§ TO DO:
A – In two sentences, summarize the article about Centner Academy's vaccine quarantine plan.
B – Write out the article on Centner Academy's quarantine plan word for word, from "State education officials" to "not returned Monday.".

§ EXTRACT:
= = = =

A private school in Miami has reversed course on its controversial plan to force students who got COVID-19 vaccines to quarantine for 30 days, a report said Monday.
The about-face by administrators at Centner Academy came after the state threatened to pull funding from the school if it went ahead with the plan, which was based on debunked claims that newly vaccinated people could shed the virus, WPLG reported.
Centner’s chief operating officer, Bianca Erickson, assured the Florida Department of Education in a letter Friday that the school would not require any student to “quarantine at home” if vaccinated.
“When we announced the subject policy regarding COVID-19, we believed that we were acting in compliance with the Department of Education’s Emergency Rule … which allows a student to be considered in attendance at school when under a ‘stay-home’ directive related to COVID-19,” Erickson wrote.
“Our plan at the time included a ‘stay-home’ policy that would be supported by remote learning,” Erickson’s letter continued. “Please note, however, that the plan as announced was not implemented prior to receipt of your letter and we will not pursue any such measures.”
State education officials had warned the school in a letter Thursday that the proposed policy would run afoul of the law and could lead to lost funding, WPLG reported.
“Recently it has come to our attention that your schools may employ attendance policies which require parents of recently vaccinated students to quarantine their children for unreasonable, unnecessary and unduly burdensome amount of time before returning for in-person instruction,” the letter to the school read.
The DOE warned that “swift and decisive” punitive actions against the school could follow, including the revocation of funding.
A Post message seeking comment from the school was not returned Monday.
The private K-8 school for roughly 300 students — where tuition costs up to $29,850 this year — had informed parents earlier this month that vaccinated students would need to stay home for at least 30 days after each dose and booster they received and could only return afterward if “healthy” and symptom-free.
Dr. Aileen Maria Marty, an infectious-disease expert at Florida International University, blasted the message as “very destructive,” WPLG had reported.

= = = =

§ EXTRACTED DATA:
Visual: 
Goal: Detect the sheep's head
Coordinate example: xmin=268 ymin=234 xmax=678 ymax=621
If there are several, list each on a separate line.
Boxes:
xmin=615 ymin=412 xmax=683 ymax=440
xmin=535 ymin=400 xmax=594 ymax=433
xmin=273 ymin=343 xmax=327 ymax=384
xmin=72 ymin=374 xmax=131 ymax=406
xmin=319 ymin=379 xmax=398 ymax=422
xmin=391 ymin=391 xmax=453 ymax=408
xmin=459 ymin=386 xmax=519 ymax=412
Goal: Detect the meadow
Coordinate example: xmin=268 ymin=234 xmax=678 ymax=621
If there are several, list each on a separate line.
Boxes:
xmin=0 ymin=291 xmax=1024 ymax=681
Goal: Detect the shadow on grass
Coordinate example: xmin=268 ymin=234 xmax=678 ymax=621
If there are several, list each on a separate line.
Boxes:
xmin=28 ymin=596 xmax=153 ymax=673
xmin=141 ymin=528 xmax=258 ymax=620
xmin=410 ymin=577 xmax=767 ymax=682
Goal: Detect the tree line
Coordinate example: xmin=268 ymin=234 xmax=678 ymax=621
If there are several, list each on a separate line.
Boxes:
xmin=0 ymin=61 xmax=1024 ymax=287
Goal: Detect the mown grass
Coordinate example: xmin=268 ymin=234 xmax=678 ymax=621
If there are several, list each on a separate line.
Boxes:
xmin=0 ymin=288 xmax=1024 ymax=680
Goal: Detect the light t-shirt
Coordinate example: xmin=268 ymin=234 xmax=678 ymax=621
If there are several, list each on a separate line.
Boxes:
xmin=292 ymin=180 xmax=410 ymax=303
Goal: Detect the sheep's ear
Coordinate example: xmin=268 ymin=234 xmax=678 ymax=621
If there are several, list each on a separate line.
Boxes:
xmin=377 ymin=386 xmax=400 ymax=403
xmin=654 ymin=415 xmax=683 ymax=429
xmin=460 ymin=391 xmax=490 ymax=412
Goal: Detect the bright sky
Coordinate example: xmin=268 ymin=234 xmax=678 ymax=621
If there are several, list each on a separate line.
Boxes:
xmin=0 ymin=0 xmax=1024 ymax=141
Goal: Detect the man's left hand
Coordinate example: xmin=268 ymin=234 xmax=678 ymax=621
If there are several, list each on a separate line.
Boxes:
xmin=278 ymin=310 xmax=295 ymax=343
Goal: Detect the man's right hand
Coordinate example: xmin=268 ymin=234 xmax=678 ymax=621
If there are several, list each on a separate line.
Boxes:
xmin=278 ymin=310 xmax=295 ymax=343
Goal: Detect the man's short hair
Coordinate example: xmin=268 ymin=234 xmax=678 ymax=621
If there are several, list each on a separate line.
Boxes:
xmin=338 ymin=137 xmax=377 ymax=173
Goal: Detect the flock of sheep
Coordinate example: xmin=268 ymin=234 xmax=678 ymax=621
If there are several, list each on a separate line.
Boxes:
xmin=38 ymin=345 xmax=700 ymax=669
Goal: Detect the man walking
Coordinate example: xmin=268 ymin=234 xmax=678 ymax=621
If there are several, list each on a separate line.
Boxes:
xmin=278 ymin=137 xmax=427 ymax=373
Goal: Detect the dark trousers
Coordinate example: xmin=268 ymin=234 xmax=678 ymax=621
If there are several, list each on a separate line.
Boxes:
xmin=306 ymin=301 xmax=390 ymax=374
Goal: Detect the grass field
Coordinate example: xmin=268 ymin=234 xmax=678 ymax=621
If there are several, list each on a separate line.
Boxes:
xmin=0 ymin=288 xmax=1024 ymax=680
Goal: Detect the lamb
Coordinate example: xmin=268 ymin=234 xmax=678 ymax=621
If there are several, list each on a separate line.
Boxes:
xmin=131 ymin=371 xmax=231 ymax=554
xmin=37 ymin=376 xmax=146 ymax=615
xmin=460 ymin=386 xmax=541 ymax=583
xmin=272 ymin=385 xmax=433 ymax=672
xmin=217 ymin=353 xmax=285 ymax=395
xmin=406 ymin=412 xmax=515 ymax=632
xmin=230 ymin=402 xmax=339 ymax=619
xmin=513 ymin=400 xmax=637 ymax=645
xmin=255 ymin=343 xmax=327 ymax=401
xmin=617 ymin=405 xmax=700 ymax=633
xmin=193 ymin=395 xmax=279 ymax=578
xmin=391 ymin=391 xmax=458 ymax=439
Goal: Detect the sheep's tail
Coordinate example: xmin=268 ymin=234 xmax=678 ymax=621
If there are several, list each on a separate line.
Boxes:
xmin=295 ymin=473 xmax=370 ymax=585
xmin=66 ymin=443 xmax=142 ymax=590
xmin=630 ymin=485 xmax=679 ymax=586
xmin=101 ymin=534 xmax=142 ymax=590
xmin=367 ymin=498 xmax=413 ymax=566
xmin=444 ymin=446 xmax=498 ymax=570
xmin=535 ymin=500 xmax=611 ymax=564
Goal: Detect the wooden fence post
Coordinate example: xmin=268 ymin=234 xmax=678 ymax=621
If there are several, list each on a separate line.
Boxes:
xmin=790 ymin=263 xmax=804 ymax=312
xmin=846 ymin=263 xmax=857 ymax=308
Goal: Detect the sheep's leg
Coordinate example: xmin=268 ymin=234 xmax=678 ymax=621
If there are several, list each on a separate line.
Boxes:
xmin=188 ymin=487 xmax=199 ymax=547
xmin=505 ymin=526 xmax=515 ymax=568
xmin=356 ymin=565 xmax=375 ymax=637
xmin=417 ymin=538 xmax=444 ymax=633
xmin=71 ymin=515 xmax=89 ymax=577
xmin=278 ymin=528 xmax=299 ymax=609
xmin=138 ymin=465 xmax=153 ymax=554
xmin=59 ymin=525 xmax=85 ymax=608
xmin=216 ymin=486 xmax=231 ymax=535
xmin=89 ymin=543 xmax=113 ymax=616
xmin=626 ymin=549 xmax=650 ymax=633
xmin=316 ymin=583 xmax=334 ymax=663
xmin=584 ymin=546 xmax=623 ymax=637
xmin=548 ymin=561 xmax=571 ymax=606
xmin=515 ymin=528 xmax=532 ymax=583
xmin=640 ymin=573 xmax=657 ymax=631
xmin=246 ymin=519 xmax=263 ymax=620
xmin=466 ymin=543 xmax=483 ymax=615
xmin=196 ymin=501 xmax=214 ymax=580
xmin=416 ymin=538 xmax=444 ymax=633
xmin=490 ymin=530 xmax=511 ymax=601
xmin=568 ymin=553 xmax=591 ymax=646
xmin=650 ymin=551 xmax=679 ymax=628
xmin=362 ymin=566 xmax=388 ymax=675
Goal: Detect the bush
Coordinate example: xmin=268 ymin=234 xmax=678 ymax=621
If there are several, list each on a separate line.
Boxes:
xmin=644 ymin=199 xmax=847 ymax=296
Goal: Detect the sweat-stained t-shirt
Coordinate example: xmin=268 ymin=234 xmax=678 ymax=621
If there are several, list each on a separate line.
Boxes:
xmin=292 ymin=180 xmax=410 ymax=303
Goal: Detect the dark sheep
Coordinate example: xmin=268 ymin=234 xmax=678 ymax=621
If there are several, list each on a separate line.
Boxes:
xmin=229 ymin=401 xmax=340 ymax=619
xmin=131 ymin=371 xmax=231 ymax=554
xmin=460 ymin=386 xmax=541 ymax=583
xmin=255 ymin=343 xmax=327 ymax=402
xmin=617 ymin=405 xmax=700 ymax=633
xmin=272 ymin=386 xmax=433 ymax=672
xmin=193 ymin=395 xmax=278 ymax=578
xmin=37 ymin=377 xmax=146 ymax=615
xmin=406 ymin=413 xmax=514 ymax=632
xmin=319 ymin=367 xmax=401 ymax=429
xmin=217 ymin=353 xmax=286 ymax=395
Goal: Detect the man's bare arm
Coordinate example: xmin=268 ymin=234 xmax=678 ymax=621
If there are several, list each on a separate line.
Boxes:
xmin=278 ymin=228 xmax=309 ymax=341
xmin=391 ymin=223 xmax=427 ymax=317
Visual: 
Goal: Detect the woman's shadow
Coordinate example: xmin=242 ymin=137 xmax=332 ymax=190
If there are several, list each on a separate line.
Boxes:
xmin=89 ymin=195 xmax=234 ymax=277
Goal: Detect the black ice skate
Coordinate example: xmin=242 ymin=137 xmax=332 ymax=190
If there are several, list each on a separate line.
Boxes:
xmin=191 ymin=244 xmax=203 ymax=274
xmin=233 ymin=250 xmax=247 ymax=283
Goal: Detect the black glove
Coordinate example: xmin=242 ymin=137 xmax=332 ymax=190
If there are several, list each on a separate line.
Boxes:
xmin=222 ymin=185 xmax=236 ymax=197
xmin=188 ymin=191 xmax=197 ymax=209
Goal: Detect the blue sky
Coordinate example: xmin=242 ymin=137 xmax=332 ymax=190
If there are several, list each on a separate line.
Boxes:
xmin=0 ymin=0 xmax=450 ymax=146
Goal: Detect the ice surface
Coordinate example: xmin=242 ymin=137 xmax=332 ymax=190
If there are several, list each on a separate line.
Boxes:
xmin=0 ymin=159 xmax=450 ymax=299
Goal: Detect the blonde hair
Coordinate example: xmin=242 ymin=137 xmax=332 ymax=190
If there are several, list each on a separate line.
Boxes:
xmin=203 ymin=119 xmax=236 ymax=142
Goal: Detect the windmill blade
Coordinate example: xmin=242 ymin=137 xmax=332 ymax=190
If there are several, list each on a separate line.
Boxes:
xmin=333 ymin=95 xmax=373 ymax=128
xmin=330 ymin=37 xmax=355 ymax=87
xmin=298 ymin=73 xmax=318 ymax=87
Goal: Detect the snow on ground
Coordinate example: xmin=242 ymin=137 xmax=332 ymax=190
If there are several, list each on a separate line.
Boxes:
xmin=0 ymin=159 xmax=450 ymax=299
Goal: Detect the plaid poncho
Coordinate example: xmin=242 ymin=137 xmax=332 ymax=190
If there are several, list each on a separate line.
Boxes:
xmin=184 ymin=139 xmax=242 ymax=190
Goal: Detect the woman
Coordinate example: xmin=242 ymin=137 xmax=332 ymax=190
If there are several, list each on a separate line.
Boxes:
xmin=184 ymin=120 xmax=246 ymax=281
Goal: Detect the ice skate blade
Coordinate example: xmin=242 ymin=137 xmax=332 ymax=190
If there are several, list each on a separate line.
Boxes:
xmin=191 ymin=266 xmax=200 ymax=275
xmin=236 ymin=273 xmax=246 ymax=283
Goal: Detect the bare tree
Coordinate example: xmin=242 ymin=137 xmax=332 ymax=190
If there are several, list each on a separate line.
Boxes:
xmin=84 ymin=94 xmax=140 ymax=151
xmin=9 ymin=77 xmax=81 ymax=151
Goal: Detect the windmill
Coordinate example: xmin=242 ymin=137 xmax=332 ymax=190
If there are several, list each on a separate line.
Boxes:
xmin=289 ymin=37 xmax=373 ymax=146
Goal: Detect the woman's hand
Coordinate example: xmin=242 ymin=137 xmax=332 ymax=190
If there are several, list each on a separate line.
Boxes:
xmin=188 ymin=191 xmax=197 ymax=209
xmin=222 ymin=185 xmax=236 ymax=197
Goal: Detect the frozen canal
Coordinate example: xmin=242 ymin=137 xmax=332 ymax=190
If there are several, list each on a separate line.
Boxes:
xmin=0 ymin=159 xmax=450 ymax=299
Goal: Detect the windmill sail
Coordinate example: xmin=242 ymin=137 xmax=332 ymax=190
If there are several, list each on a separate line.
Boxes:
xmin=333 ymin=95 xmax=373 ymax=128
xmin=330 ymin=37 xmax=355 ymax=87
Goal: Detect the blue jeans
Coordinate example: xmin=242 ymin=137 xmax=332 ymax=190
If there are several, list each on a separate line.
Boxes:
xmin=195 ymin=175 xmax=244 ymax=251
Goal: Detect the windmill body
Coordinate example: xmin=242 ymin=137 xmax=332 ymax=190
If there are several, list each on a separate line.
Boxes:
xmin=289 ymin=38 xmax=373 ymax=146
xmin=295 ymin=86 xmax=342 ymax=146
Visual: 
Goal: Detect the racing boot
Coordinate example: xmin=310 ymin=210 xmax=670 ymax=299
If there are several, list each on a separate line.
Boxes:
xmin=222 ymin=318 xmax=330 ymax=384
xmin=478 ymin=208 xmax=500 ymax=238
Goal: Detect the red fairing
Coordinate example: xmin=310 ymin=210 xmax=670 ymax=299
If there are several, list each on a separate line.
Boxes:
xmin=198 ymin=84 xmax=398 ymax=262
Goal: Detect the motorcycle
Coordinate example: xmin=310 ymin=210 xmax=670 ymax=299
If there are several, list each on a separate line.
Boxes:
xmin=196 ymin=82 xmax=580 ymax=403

= = = =

§ TASK SOLUTIONS:
A – Centner Academy, a private school in Miami, dropped its plan to make students who got COVID-19 vaccines quarantine for 30 days after the state threatened to pull its funding. In a letter to the Florida Department of Education, the school's chief operating officer said the plan had not been put in place and that no vaccinated student would be required to quarantine at home.

B –
State education officials had warned the school in a letter Thursday that the proposed policy would run afoul of the law and could lead to lost funding, WPLG reported.
“Recently it has come to our attention that your schools may employ attendance policies which require parents of recently vaccinated students to quarantine their children for unreasonable, unnecessary and unduly burdensome amount of time before returning for in-person instruction,” the letter to the school read.
The DOE warned that “swift and decisive” punitive actions against the school could follow, including the revocation of funding.
A Post message seeking comment from the school was not returned Monday.